**Stated exercise:** Reproduce the data character for character, from its first line through the line that contains "M 23 137 L 19", and leave the pictures out.

**Records for this exercise:**
--- --- ---
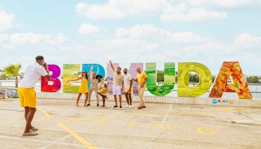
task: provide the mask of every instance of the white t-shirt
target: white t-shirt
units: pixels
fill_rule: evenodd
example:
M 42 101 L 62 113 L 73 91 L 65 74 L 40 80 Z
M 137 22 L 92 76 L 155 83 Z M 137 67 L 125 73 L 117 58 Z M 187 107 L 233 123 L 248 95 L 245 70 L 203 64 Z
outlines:
M 130 80 L 132 80 L 132 76 L 131 74 L 127 73 L 127 74 L 123 74 L 123 81 L 124 82 L 124 87 L 130 87 Z
M 30 65 L 24 72 L 23 78 L 19 84 L 19 87 L 34 87 L 35 83 L 41 75 L 45 76 L 48 74 L 44 68 L 36 62 Z
M 98 89 L 98 79 L 96 79 L 96 78 L 94 78 L 94 79 L 93 79 L 91 76 L 89 78 L 89 80 L 90 81 L 90 88 L 92 88 L 93 89 Z

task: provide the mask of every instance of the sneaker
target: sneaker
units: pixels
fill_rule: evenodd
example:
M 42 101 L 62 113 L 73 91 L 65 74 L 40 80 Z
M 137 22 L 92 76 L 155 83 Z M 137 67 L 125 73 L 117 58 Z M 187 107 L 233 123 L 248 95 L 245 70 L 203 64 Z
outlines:
M 142 109 L 142 106 L 139 106 L 137 108 L 139 109 Z
M 29 132 L 26 134 L 23 134 L 23 136 L 34 136 L 37 135 L 38 134 L 34 132 Z

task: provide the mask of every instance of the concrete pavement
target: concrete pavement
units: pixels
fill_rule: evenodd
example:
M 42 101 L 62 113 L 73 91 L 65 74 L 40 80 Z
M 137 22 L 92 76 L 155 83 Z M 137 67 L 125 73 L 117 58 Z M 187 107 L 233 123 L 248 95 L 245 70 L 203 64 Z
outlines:
M 23 137 L 19 99 L 0 99 L 0 148 L 261 148 L 261 107 L 150 103 L 139 110 L 137 102 L 131 109 L 125 101 L 122 108 L 110 100 L 105 108 L 83 102 L 38 99 L 38 135 Z

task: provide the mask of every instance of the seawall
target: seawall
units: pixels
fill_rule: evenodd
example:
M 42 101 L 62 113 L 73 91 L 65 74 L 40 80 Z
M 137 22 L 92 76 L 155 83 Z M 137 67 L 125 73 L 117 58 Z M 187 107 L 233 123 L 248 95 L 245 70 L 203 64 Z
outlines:
M 38 98 L 56 99 L 60 100 L 76 99 L 78 93 L 68 93 L 63 92 L 37 92 Z M 132 95 L 132 101 L 138 102 L 139 96 Z M 83 94 L 80 100 L 84 99 L 85 95 Z M 92 93 L 91 96 L 91 102 L 95 103 L 96 101 L 95 94 Z M 122 100 L 123 104 L 126 102 L 125 95 L 122 95 Z M 172 104 L 184 104 L 195 105 L 246 106 L 261 107 L 261 99 L 253 98 L 252 99 L 238 99 L 234 98 L 209 98 L 203 97 L 174 97 L 174 96 L 158 96 L 155 95 L 147 95 L 144 96 L 144 102 L 146 103 L 162 103 Z M 99 100 L 101 101 L 101 97 L 99 95 Z M 109 94 L 108 100 L 114 101 L 113 96 Z

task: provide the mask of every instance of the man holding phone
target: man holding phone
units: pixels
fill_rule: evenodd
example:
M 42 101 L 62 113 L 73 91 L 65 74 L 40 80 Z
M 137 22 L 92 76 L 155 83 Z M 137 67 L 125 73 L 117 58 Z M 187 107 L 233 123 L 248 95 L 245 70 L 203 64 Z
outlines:
M 32 126 L 32 122 L 36 111 L 36 94 L 34 86 L 41 75 L 48 80 L 50 79 L 48 66 L 42 56 L 35 57 L 36 62 L 29 66 L 24 72 L 24 75 L 18 88 L 20 104 L 24 107 L 24 117 L 26 124 L 23 132 L 24 136 L 34 136 L 38 134 L 38 129 Z

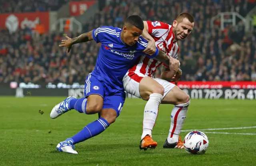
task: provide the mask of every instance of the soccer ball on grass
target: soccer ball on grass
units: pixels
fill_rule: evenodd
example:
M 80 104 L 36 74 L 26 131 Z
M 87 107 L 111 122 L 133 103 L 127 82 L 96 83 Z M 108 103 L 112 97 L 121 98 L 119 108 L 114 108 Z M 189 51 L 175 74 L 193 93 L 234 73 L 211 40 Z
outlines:
M 184 148 L 187 152 L 194 154 L 202 154 L 205 153 L 209 146 L 207 136 L 203 132 L 193 131 L 185 137 Z

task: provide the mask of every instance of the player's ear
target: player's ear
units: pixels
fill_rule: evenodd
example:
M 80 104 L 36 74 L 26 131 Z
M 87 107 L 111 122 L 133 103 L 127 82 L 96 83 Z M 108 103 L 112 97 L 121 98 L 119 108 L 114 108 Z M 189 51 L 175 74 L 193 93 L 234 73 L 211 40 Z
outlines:
M 178 21 L 177 20 L 174 20 L 173 23 L 172 23 L 172 26 L 175 27 L 178 25 Z
M 124 27 L 123 27 L 123 31 L 124 31 L 124 32 L 126 32 L 127 30 L 127 27 L 126 27 L 126 26 L 124 26 Z

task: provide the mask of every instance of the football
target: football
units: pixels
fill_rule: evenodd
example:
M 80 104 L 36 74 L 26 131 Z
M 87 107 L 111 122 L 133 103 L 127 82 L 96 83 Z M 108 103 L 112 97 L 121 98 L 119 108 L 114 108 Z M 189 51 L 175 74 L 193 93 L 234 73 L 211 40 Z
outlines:
M 187 134 L 183 143 L 186 151 L 193 154 L 204 154 L 209 146 L 207 136 L 199 131 L 191 131 Z

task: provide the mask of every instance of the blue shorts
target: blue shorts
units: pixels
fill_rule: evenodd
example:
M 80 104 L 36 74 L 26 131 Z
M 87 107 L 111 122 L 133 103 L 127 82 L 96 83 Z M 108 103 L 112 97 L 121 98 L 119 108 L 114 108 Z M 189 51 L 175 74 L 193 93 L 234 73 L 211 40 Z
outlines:
M 85 80 L 84 96 L 87 98 L 93 94 L 101 96 L 103 98 L 102 109 L 112 109 L 116 112 L 116 117 L 119 116 L 125 100 L 124 91 L 117 92 L 116 90 L 113 90 L 90 73 Z

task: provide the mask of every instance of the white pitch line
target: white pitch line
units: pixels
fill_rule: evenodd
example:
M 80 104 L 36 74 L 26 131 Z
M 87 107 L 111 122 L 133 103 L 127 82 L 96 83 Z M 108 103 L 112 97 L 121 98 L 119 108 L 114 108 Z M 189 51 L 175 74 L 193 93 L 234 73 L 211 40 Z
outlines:
M 227 132 L 209 132 L 204 131 L 204 133 L 209 134 L 235 134 L 238 135 L 256 135 L 256 133 L 227 133 Z
M 232 127 L 232 128 L 219 128 L 217 129 L 192 129 L 191 130 L 182 130 L 182 132 L 192 131 L 210 131 L 214 130 L 234 130 L 235 129 L 252 129 L 256 128 L 256 126 L 250 126 L 248 127 Z

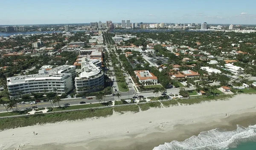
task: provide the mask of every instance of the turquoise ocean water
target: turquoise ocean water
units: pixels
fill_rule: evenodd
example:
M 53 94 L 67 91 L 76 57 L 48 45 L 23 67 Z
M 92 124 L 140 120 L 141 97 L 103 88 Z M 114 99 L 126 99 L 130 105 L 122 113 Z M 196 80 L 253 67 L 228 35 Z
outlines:
M 237 125 L 233 131 L 216 128 L 201 132 L 183 142 L 173 141 L 153 150 L 256 150 L 256 125 Z

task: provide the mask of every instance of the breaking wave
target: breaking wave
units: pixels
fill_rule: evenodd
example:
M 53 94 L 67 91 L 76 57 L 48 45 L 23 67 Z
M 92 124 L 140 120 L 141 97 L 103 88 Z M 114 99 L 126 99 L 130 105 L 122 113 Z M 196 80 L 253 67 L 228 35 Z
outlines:
M 253 141 L 256 138 L 256 125 L 244 127 L 237 125 L 237 129 L 227 131 L 220 128 L 200 133 L 183 142 L 173 141 L 155 147 L 153 150 L 219 150 L 236 147 L 239 143 Z

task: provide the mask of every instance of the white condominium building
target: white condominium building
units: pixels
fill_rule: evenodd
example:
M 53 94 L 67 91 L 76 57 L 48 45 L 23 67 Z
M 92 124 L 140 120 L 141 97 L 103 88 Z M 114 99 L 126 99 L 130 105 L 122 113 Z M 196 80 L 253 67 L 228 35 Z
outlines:
M 52 66 L 49 65 L 44 65 L 38 71 L 39 74 L 71 74 L 72 77 L 75 78 L 76 75 L 76 66 L 73 65 L 60 65 L 52 69 Z M 50 69 L 47 69 L 51 68 Z
M 104 74 L 96 64 L 99 59 L 90 59 L 90 56 L 82 58 L 81 68 L 83 72 L 75 78 L 76 92 L 84 93 L 101 91 L 104 86 Z
M 240 67 L 236 66 L 231 64 L 225 64 L 225 68 L 235 75 L 243 74 L 244 69 Z
M 7 78 L 8 91 L 10 97 L 19 98 L 20 91 L 22 94 L 33 92 L 43 93 L 44 90 L 48 92 L 55 92 L 61 95 L 71 91 L 73 87 L 70 74 L 38 74 L 26 76 L 14 76 Z

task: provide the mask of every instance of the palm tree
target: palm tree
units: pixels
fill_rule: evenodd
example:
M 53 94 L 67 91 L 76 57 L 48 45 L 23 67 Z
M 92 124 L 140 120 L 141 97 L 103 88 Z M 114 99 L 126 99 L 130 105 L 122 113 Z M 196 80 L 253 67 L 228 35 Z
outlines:
M 119 99 L 119 97 L 120 97 L 121 96 L 121 94 L 119 93 L 116 94 L 116 96 L 117 96 L 117 97 L 118 97 L 118 100 L 120 100 Z
M 186 88 L 187 88 L 186 91 L 188 91 L 188 88 L 189 88 L 190 86 L 190 85 L 189 82 L 187 82 L 187 84 L 186 84 Z
M 60 98 L 60 97 L 58 96 L 56 96 L 54 97 L 54 101 L 57 102 L 58 102 L 58 104 L 59 106 L 59 108 L 60 107 L 60 102 L 61 101 L 61 98 Z
M 51 102 L 51 104 L 52 104 L 52 107 L 53 107 L 53 105 L 52 105 L 52 99 L 50 97 L 50 96 L 49 94 L 46 94 L 46 97 L 47 98 L 47 102 Z
M 156 97 L 157 97 L 157 93 L 158 93 L 159 92 L 159 89 L 158 88 L 155 88 L 153 91 L 153 93 L 156 93 Z
M 15 107 L 16 105 L 15 102 L 13 101 L 10 101 L 9 104 L 7 105 L 7 108 L 10 108 L 10 109 L 12 109 L 12 111 L 14 111 L 13 110 L 13 107 Z
M 5 104 L 6 104 L 6 102 L 3 100 L 0 99 L 0 104 L 3 104 L 3 105 L 5 107 L 5 108 L 6 108 L 6 110 L 7 112 L 9 113 L 9 112 L 8 111 L 8 110 L 7 109 L 7 108 L 6 108 L 6 107 L 5 105 Z
M 102 99 L 102 95 L 100 93 L 97 93 L 97 95 L 96 95 L 96 100 L 99 101 L 99 104 L 100 102 L 101 102 L 101 101 Z
M 48 90 L 47 90 L 47 89 L 44 89 L 44 91 L 43 91 L 44 95 L 47 95 L 47 93 L 48 93 Z

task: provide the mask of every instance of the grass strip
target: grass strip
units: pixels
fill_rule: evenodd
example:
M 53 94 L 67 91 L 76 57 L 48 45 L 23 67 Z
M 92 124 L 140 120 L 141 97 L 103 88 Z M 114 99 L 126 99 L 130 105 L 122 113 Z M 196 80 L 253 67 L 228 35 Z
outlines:
M 106 117 L 112 114 L 113 108 L 106 108 L 49 114 L 39 113 L 15 118 L 4 118 L 0 119 L 0 125 L 1 125 L 0 126 L 0 130 L 65 120 L 76 120 L 94 117 Z
M 140 108 L 138 105 L 132 105 L 116 107 L 114 108 L 114 110 L 116 112 L 123 114 L 124 112 L 126 111 L 131 111 L 134 113 L 138 113 L 140 111 Z

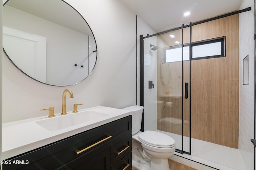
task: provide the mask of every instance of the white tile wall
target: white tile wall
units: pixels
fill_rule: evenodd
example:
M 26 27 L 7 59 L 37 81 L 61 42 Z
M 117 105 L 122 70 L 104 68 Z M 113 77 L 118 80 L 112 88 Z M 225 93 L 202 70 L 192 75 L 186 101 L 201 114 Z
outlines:
M 238 148 L 247 170 L 253 169 L 254 137 L 254 2 L 243 0 L 240 9 L 252 10 L 239 14 L 239 137 Z M 243 59 L 249 55 L 249 84 L 243 84 Z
--- --- ---
**Exercise solution:**
task: provide the mask of every instance of the white t-shirt
target: white t-shirt
units: pixels
fill_rule: evenodd
example:
M 42 101 L 62 113 L 73 91 L 65 74 L 40 80 Z
M 137 22 L 92 76 L 155 83 Z M 137 67 L 125 73 L 117 58 Z M 187 107 L 233 123 L 248 95 L 245 70 L 203 64 Z
outlines:
M 130 80 L 132 80 L 132 76 L 131 74 L 127 73 L 127 74 L 123 74 L 123 81 L 124 82 L 124 87 L 130 87 Z
M 30 65 L 24 72 L 23 78 L 19 84 L 19 87 L 34 87 L 35 83 L 41 75 L 45 76 L 48 74 L 44 68 L 36 62 Z
M 98 89 L 98 79 L 96 79 L 96 78 L 94 78 L 94 79 L 93 79 L 91 76 L 89 78 L 89 80 L 90 81 L 90 88 L 92 88 L 93 89 Z

task: provide the mask of every instance of the sneaker
target: sneaker
units: pixels
fill_rule: evenodd
example:
M 42 101 L 62 113 L 73 91 L 65 74 L 40 80 Z
M 137 22 L 92 76 L 155 83 Z M 137 67 L 125 73 L 117 58 Z M 187 107 L 233 123 L 248 95 L 245 70 L 203 64 Z
outlines:
M 142 109 L 142 106 L 139 106 L 137 108 L 139 109 Z
M 29 132 L 26 134 L 23 134 L 23 136 L 34 136 L 37 135 L 38 134 L 34 132 Z

task: provide the mask of every instance of the concrete pavement
target: concrete pavement
units: pixels
fill_rule: evenodd
example:
M 42 101 L 62 113 L 73 91 L 65 74 L 40 80 Z
M 137 22 L 92 76 L 155 83 Z M 137 67 L 125 73 L 117 58 Z M 187 107 L 233 123 L 248 95 L 245 70 L 203 64 Z
outlines:
M 23 137 L 19 99 L 0 99 L 0 148 L 261 148 L 261 107 L 150 103 L 139 110 L 137 102 L 131 109 L 125 101 L 122 108 L 110 100 L 105 108 L 83 102 L 38 99 L 38 135 Z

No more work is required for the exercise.